DAFTAR TUGAS |
a) Jawab pertanyaan berikut berdasarkan teks tentang calon independen pemilukada.
(i) Pada tahun berapa konferensi di Bangkok diadakan?
(ii) Dari dua sisi apa kualitas pemilihan umum dapat dilihat?
(iii) Apa sarana utama penominasian kandidat di negara demokratis?
b) Tuliskan ulang kata demi kata bagian teks tentang calon independen pemilukada yang dimulai pada "Terima Kasih Kunjungannya..." dan berakhir pada "suatu negara hukum.".

TEKS YANG DIBERIKAN |
···

Welcome

Terima Kasih Kunjungannya...

Senin, 01 November 2010

LEGAL OPINION CALON INDEPENDEN PEMILUKADA


LATAR BELAKANG PENULISAN

Dalam konsep mengenai Negara Hukum Modern yang berfungsi sebagai welfare state, berdasarkan konferensi di Bangkok tahun 1965, salah satu syarat dasar yang penting untuk mewujudkan apa yang dinamakan Rule of Law adalah pemilihan umum yang bebas. Dengan kata lain, penyelanggaraan pemilihan umum yang bebas adalah sebagai salah satu tolak ukur untuk menentukan keberhasilan demokrasi di suatu negara hukum.

Pemilihan umum yang berkualitas pada dasarnya dapat dilihat dari dua sisi, yaitu sisi proses dan hasilnya. Pemilu dapat dikatakan berkualitas dari sisi psosesnya, apabila Pemilu itu berlangsung secara demokratis, aman, tertib, dan lancar, serta jujur dan adil. Sedangkan apabila dilihat dari sisi hasilnya, Pemilu itu harus dapat menghasilkan wakil – wakil rakyat dan pemimpin negara yang mampu mensejahterakan rakyat, di samping pula mengangkat harkat dan martabat bangsa di mata dunia Internasional. Begitu pentingnya kedudukan dan fungsi wakil rakyat dalam siklus ketatanegaraan dan agar wakil – wakil rakyat benar – benar bertindak atas nama rakyat, maka wakil rakyat itu harus ditentukan sendiri oleh rakyat, yaitu melalui Pemilihan Umum (general election) .

Di negara demokratis, pemilu adalah sumber utama untuk rekruitmen politisi dengan partai politik sebagai sarana utama dalam penominasian kandidat. Kegiatan seseorang dalam partai politik merupakan suatu bentuk partisipasi politik yang mencakup semua kegiatan sukarela melalui mana seseorang turut serta dalam proses pemilihan pemimpin – pemimpin politik dan turut serta secara langsung atau tak langsung dalam pembentukan kebijaksanaan umum. Oleh karena itu, keberadaan partai politik merupakan instrumen yang paling esensial dalam pelaksanaan pemilu, terlepas dari adanya faktor – faktor lain yang menentukan seperti yang saat ini sedang hangatnya, yaitu adanya kesempatan untuk mengikuti pemilu secara independen atau perseorangan.

···

BAHAN YANG DISEDIAKAN |
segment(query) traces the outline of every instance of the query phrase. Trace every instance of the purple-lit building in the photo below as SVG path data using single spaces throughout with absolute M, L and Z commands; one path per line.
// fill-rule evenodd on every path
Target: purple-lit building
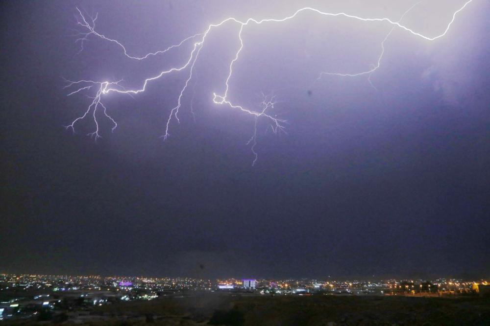
M 243 287 L 244 289 L 255 289 L 256 279 L 242 279 L 243 282 Z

···

HASIL LATIHAN |
a)
(i) 1965
(ii) Sisi proses dan sisi hasilnya
(iii) Partai politik

b)
Terima Kasih Kunjungannya...

Senin, 01 November 2010

LEGAL OPINION CALON INDEPENDEN PEMILUKADA


LATAR BELAKANG PENULISAN

Dalam konsep mengenai Negara Hukum Modern yang berfungsi sebagai welfare state, berdasarkan konferensi di Bangkok tahun 1965, salah satu syarat dasar yang penting untuk mewujudkan apa yang dinamakan Rule of Law adalah pemilihan umum yang bebas. Dengan kata lain, penyelanggaraan pemilihan umum yang bebas adalah sebagai salah satu tolak ukur untuk menentukan keberhasilan demokrasi di suatu negara hukum.